Extrahierter Text.
Rote Linien

Am Ende eines jeden Jahres habe ich mich bis dato immer gefragt, wie es nach dem großen Feuerwerk (insofern es überhaupt erlaubt war ) wohl weitergehen wird. Dass es überhaupt weitergeht, ist wahrlich keine Selbstverständlichkeit. Denn viel hätte nicht gefehlt und 2022 wäre ohne mich zu Ende gegangen. 
Um dies zu erläutern, müssen wir uns zurück in eine Zeit begeben, in der Eis noch einer Waffel serviert wurde und nicht von der Windschutzscheibe gekratzt werden musste…

Model: @estelle.sander

Es war irgendwann im Sommer, kurz nachdem bekannte Sinnfluencer entschieden hatten aufzuräumen (✎), als ich auf der griechischen Insel Kreta landete. Hier wollte ich zusammen mit anderen Fotograf*innen und Models für eine Woche einen Teil der unerwartet großen Insel erkunden.
Die ursprünglich gebuchte Unterkunft wurde aufgrund von Waldbränden (✎) nahe dem Grundstück vonseiten des Vermieters kurzfristig storniert, sodass wir eine Alternative finden mussten und glücklicherweise in einem kleinen Bergdorf nahe des Örtchens Sissi auch fanden.

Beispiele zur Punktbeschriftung
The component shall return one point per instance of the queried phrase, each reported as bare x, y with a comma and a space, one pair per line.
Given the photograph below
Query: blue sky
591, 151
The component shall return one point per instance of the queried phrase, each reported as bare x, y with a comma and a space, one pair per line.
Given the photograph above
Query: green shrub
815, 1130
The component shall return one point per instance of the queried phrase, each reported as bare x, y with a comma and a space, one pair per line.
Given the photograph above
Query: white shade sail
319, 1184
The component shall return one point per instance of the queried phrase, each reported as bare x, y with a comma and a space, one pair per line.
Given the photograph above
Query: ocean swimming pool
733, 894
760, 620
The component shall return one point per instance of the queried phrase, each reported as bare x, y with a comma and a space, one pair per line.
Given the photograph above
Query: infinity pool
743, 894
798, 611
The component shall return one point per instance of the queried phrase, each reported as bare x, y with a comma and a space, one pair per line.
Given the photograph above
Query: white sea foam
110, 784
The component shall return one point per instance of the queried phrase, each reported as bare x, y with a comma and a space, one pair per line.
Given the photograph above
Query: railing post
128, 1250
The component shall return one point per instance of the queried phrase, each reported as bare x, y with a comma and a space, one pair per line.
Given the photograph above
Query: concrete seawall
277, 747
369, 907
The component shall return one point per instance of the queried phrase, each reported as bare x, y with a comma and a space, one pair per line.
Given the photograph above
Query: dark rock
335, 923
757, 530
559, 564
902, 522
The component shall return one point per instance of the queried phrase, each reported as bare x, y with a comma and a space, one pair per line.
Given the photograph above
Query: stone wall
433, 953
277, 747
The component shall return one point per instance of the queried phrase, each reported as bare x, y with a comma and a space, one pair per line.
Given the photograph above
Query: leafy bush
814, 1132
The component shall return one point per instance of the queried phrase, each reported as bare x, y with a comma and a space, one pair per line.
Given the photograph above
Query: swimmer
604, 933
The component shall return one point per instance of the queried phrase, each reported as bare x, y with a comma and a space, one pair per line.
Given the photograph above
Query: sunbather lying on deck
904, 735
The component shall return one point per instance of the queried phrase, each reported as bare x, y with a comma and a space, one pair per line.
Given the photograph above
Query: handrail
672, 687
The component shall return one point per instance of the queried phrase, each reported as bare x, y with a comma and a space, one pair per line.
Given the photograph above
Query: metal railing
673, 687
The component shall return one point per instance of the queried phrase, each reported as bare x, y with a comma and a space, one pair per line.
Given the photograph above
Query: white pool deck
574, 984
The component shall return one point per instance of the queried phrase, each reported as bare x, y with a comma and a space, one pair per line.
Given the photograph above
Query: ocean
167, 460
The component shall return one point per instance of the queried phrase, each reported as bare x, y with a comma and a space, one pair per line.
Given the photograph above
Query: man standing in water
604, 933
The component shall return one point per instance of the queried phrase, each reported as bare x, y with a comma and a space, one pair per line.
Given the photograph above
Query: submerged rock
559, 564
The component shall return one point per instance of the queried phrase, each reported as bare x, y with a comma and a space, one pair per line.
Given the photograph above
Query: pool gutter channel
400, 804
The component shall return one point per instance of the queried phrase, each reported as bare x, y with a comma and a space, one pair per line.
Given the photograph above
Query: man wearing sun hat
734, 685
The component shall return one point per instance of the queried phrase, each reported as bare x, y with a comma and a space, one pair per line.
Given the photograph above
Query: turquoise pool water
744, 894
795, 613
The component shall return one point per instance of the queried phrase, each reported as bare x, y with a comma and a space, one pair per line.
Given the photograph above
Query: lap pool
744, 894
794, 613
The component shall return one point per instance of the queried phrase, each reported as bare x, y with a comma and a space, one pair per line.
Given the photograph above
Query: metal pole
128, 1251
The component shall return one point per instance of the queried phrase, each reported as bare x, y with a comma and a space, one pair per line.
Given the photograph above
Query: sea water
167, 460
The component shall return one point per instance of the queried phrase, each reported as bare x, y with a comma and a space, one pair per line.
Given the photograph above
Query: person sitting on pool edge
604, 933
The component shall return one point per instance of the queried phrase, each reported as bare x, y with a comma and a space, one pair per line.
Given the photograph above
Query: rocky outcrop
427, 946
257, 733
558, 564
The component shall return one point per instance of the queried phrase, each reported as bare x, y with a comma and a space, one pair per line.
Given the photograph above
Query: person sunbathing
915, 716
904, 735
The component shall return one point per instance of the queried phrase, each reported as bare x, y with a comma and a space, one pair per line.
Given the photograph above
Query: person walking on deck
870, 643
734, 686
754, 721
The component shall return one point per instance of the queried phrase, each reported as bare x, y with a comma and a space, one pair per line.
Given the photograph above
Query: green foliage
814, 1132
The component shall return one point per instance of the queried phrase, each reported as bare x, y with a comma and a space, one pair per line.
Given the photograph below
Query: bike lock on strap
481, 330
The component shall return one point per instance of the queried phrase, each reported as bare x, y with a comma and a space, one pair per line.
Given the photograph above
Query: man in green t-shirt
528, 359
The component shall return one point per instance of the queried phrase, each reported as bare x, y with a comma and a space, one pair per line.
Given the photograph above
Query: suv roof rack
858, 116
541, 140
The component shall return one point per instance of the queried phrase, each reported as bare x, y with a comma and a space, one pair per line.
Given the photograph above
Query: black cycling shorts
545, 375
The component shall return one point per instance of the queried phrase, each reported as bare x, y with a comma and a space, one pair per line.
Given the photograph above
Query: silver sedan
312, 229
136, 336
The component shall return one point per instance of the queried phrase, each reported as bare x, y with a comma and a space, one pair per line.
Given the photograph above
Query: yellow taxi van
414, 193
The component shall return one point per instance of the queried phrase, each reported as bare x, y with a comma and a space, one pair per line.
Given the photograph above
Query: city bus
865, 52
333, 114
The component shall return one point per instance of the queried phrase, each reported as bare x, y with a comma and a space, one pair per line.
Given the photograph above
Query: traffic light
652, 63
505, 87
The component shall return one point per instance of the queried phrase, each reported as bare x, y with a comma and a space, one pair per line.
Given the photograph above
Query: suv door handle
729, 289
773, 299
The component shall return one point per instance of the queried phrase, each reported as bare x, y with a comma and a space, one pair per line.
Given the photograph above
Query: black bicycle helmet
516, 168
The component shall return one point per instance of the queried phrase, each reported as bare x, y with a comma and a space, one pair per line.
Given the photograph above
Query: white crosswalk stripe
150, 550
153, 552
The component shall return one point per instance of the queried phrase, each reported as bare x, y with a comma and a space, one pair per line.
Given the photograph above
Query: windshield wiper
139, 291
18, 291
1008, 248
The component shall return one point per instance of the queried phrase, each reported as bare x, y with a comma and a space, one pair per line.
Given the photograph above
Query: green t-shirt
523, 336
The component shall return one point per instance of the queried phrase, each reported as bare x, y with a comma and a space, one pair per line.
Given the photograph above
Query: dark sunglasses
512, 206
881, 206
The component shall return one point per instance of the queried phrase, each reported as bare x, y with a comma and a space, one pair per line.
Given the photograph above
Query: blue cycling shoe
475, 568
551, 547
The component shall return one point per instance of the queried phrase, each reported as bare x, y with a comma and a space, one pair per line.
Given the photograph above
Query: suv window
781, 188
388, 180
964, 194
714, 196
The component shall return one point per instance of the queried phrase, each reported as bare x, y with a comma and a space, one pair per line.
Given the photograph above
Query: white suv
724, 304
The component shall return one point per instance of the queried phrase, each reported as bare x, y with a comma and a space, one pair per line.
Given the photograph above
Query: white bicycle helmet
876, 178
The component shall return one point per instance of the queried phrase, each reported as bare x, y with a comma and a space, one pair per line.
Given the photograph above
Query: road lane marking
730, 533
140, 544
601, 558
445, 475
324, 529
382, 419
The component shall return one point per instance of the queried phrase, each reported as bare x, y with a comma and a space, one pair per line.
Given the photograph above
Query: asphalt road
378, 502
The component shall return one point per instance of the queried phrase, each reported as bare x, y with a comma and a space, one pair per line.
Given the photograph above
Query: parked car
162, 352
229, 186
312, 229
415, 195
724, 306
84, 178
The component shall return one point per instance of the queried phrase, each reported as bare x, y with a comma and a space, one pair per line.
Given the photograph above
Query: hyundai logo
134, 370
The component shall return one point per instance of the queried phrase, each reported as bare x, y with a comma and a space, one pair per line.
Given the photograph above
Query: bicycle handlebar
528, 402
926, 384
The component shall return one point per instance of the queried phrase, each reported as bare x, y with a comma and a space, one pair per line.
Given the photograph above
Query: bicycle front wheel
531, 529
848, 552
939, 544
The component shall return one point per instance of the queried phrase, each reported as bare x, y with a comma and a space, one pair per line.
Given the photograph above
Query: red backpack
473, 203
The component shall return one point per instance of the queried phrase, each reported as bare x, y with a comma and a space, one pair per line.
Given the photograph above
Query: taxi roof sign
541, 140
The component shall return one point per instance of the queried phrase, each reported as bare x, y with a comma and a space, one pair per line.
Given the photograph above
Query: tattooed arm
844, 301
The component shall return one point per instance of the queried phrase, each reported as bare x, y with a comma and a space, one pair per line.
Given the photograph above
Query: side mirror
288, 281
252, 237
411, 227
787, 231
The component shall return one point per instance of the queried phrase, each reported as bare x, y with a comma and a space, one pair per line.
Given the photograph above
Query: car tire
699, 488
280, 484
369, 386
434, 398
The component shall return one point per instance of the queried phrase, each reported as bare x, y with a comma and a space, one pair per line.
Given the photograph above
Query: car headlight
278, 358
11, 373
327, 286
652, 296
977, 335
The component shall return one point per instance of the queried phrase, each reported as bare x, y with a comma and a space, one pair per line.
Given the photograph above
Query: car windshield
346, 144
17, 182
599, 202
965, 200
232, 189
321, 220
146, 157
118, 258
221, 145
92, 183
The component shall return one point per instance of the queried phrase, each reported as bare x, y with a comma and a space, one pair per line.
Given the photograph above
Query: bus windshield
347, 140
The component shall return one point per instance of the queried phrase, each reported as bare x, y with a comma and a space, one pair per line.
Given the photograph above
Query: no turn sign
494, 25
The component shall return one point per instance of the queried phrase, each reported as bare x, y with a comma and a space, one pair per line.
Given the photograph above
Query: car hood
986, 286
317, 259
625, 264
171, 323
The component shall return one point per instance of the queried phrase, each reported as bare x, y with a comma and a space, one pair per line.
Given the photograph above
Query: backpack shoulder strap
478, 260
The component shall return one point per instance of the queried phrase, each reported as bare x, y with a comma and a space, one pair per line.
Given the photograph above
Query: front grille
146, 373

Aufgabenstellung.
1 - Zählen Sie alle Gruppen von Menschen auf, die im Text über die Reise nach Kreta in der Mehrzahl genannt werden.
2 - Aus welchem Grund wurde laut dem Text über die Reise nach Kreta die ursprünglich gebuchte Unterkunft storniert?
3 - Führen Sie den Text über die Reise nach Kreta nach seinem letzten Satz fort.
Die Einträge spielen hierfür keine Rolle.

Lösungen zur Übung.
1 - Sinnfluencer, Fotograf*innen, Models

2 - Sie wurde wegen Waldbränden nahe dem Grundstück storniert.

3 -
Model: @_annoushkadora

Statt Buschfeuer waren wir die ersten Tage von Gewitterwolken eingekreist. Der hiermit einhergehende Regen trübte zwar nicht unsere Stimmung, jedoch den kleinen Pool, der direkt an einen lehmigen Abhang grenzte.
Während dieser gereinigt wurde, begaben wir uns anderweitig auf die Suche nach klarem Wasser und Sonnenstrahlen. Unsere Spur, oder besser gesagt der Wettbericht, führte uns mithilfe von drei Mietwägen auf die Südseite der Insel. 

Model: @alicemeckbach

Wir hatten gerade die dunklen Regenwolken hinter uns gelassen und sahen das libysche Meer am Horizont auftauchen… als das Schicksal (und unser Auto) eine unerwartete Wendung nahm.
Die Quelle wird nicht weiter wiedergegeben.